Copy the lines below verbatim, but only from the line containing "[indicate] green salad" through the end of the data.

Records contained in a dataset
=-=-=
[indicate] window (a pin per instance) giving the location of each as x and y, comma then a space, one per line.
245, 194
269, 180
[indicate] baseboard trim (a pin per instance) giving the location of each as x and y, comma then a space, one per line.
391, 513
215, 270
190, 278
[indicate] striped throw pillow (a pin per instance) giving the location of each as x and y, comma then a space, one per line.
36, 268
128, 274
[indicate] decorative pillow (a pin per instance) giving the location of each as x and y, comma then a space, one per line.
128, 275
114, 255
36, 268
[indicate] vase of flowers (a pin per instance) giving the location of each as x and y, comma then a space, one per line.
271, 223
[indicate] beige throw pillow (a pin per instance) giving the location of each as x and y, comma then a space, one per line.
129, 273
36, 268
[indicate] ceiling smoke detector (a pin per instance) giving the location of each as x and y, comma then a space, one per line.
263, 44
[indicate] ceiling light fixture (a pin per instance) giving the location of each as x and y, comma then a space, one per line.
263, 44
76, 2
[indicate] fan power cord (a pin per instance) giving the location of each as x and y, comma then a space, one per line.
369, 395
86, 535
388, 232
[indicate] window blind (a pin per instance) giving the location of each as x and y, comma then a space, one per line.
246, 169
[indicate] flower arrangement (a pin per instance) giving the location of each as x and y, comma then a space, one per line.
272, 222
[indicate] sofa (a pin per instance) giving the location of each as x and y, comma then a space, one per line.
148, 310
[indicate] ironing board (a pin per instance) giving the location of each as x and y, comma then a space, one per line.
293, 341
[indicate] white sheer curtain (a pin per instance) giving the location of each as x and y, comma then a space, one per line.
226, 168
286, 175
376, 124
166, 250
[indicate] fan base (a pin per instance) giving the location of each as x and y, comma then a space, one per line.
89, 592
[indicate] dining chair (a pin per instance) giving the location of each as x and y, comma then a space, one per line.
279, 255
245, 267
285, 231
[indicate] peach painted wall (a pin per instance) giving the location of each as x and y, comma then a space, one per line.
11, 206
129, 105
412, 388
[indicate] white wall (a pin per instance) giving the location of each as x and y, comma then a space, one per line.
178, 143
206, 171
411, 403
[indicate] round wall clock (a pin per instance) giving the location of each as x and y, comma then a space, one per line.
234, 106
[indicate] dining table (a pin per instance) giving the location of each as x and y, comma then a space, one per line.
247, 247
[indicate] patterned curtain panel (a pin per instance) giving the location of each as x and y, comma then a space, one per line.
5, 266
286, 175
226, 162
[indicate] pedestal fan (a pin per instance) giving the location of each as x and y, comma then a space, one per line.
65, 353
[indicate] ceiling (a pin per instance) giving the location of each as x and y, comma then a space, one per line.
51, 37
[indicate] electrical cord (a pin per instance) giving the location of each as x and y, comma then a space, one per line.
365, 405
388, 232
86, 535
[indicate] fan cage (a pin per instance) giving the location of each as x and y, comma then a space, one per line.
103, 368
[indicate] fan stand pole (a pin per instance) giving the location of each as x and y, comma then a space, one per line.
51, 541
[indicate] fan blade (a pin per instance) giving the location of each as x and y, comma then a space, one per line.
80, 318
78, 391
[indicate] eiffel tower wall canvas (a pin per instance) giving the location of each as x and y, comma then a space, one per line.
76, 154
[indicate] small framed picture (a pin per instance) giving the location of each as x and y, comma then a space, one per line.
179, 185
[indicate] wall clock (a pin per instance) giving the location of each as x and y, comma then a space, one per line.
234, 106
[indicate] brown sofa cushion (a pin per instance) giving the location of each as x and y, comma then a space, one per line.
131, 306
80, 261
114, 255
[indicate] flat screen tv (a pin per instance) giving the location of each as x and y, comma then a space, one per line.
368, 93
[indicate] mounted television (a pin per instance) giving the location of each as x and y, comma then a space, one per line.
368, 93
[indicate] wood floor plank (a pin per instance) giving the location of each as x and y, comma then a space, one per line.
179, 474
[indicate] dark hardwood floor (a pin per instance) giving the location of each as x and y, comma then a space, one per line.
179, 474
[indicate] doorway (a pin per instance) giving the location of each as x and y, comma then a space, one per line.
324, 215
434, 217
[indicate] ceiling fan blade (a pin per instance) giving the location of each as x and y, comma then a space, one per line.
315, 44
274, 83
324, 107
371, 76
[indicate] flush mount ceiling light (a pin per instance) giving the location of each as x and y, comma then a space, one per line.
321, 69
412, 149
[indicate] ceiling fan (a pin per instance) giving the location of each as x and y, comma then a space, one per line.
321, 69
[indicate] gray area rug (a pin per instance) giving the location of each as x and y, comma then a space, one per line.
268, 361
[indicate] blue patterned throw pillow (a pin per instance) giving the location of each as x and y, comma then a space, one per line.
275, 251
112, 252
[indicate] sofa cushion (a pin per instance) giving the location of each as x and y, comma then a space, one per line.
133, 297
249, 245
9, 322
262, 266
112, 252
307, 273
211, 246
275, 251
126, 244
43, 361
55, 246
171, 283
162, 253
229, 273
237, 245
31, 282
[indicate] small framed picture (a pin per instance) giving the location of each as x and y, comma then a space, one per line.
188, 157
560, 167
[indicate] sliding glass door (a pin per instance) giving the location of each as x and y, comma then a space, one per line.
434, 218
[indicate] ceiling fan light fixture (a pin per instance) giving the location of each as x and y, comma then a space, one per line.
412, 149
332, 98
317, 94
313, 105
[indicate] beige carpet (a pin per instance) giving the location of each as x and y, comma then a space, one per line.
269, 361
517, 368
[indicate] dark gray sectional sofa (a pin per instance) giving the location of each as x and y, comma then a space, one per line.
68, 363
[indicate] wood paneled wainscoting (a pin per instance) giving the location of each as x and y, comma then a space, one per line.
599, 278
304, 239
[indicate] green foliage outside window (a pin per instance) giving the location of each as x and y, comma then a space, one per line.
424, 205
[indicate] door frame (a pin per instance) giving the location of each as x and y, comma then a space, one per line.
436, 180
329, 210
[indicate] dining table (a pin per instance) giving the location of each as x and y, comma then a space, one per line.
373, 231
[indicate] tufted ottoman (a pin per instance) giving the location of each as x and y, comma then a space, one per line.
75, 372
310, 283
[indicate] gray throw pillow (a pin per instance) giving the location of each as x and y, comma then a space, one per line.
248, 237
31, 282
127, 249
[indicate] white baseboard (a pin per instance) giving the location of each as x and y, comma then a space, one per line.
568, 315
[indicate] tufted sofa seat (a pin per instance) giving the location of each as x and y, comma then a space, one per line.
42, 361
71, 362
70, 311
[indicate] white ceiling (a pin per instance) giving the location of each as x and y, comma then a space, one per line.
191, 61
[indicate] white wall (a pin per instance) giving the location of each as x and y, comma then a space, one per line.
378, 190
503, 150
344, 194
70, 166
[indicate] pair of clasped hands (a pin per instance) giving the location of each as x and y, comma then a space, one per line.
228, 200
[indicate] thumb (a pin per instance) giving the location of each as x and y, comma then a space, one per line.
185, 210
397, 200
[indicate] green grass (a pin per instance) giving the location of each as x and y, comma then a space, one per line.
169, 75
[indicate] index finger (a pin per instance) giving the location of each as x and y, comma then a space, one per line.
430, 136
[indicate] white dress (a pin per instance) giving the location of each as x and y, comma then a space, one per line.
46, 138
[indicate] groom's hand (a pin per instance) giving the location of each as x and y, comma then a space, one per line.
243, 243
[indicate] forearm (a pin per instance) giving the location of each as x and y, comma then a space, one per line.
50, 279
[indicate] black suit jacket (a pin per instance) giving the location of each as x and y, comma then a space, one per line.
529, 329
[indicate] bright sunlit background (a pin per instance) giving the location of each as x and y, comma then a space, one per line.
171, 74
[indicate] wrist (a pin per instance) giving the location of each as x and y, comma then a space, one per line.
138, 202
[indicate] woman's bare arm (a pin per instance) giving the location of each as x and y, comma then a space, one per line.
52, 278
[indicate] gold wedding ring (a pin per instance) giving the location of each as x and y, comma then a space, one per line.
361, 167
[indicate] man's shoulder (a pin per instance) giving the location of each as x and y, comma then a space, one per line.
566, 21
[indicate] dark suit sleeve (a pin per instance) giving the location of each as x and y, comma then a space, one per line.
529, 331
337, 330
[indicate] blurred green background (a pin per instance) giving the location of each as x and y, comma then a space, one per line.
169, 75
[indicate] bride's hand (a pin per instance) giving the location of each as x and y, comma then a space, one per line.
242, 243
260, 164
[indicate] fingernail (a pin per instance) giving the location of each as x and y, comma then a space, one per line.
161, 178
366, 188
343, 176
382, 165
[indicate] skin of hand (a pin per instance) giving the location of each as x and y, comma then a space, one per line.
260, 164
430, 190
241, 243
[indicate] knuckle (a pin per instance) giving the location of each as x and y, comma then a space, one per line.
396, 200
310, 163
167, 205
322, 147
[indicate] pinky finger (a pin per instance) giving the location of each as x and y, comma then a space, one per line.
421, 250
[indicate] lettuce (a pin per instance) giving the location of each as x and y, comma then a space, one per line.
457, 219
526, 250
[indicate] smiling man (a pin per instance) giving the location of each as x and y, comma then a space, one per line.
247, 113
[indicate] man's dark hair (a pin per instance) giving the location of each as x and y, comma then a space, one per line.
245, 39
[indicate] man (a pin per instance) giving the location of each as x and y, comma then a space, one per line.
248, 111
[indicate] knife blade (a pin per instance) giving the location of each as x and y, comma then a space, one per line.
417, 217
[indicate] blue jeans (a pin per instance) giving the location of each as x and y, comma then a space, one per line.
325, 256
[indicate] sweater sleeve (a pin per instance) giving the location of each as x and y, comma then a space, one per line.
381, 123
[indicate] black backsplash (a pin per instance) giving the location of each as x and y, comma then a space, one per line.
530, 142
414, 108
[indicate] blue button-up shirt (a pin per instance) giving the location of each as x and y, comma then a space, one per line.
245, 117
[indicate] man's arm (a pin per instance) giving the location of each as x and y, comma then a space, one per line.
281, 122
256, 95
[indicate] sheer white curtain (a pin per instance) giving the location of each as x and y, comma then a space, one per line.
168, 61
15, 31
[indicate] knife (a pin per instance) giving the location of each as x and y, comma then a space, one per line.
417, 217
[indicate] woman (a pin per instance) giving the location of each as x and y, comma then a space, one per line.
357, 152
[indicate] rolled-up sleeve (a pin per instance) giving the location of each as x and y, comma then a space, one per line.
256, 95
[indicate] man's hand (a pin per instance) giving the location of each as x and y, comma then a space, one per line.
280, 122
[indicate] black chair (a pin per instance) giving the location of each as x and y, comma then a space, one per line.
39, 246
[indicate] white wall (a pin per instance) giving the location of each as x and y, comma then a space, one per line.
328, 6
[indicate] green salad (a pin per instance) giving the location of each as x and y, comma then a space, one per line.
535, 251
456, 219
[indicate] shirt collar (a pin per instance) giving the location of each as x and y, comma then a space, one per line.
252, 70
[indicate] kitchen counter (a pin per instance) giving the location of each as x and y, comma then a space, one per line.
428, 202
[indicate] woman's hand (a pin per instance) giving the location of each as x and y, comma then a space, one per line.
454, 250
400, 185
=-=-=
» Exercise result
[indicate] green salad (a pin per instance) giving the location of each as x and y, comma then a space, one per line.
535, 251
456, 219
[indicate] shirt collar (a pin per instance) giving the location of each as x and y, comma then a space, one per line.
252, 70
[indicate] kitchen counter (a pin per instance) giving the location of each as x and y, comma then a space, one per line.
428, 202
[indicate] woman's hand (a pin per instance) giving the location of each as x and y, comma then a space, one per line.
454, 250
400, 185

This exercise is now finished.